# PROVIDED DATA
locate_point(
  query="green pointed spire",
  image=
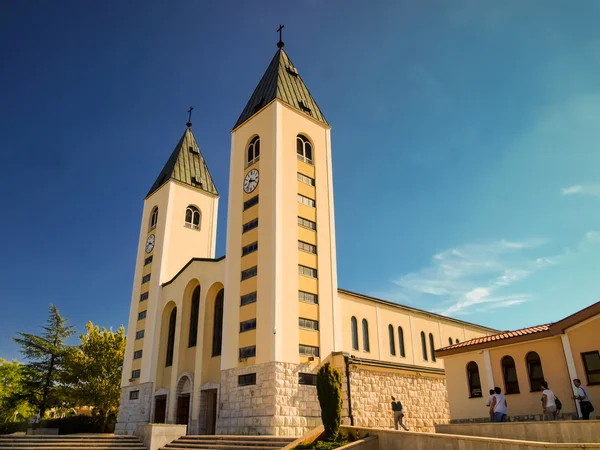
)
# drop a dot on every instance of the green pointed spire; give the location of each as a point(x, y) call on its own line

# EXERCISE PROMPT
Render every line of the items above as a numbered list, skipping blank lines and leaving out the pictures.

# TASK SOLUTION
1. locate_point(
2.   query="green pointed spire",
3.   image=
4. )
5. # drop a dot on every instance of the green pointed spire; give the location of each as a point(x, y) call on its own line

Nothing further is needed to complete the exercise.